(INSTRUCTIONS FOR THE TASK)
Rewrite the records between the line holding "provide the segmentation of **cut" and the line holding "[[[29,256],[169,256],[170,182],[146,171],[115,194],[29,189]]]", inclusive, as a Markdown table with the columns Row and Line, leaving out blank lines.

>> Start PROVIDED DATA

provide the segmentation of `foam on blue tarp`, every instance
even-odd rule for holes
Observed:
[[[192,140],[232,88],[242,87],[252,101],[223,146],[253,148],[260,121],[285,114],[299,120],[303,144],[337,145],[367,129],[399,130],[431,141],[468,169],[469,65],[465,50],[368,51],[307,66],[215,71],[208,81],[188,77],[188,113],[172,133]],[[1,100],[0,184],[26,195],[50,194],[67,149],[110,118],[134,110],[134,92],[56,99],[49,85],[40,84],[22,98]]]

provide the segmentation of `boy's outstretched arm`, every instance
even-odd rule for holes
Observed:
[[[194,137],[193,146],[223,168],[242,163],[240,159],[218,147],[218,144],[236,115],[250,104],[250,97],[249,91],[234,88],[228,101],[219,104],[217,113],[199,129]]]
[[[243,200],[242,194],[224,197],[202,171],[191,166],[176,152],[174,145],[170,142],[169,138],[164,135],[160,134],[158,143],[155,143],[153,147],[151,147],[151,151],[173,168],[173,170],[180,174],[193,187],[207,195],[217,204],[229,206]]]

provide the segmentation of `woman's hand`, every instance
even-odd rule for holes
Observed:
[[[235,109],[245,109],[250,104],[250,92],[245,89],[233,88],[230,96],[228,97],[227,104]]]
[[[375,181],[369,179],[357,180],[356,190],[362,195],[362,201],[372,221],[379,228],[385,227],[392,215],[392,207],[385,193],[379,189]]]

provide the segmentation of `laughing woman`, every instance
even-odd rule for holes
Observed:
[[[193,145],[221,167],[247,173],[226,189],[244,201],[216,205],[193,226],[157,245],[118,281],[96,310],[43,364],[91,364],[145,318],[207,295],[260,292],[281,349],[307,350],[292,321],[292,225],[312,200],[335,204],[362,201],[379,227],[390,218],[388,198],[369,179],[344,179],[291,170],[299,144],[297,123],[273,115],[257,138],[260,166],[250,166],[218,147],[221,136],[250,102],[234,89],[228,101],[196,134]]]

>> End PROVIDED DATA
>> Start PROVIDED DATA

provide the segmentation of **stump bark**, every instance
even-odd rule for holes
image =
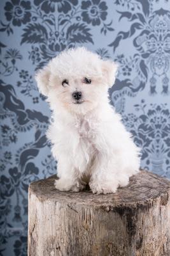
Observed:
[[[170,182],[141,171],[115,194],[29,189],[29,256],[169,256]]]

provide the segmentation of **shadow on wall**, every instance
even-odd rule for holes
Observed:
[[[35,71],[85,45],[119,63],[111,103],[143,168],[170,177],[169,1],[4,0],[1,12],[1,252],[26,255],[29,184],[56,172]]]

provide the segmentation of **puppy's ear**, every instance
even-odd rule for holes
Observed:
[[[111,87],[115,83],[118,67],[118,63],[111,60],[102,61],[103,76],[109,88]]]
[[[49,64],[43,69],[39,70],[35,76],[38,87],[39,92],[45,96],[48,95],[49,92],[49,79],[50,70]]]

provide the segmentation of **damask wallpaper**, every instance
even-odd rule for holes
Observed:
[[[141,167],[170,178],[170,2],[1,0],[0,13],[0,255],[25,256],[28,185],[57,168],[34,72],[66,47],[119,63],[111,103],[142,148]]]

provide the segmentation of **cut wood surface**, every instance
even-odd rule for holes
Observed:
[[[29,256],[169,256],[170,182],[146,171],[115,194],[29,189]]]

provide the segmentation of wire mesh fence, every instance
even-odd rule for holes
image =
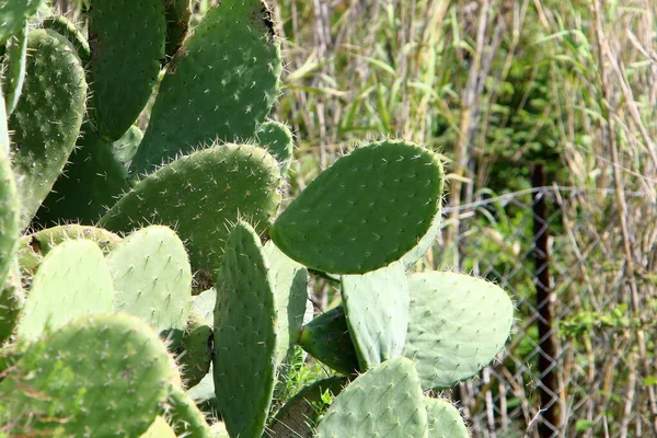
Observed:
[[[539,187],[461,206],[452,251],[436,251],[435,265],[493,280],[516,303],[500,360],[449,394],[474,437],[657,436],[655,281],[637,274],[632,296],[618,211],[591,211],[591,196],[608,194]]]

>> End PROVIDED DATA

(OUTPUT BELOW)
| Row | Line |
|---|---|
| 1 | provide the segmentation of **cut wood surface**, every instance |
| 2 | even-odd rule for holes |
| 3 | Observed: |
| 4 | [[[29,256],[169,256],[170,182],[146,171],[115,194],[29,189]]] |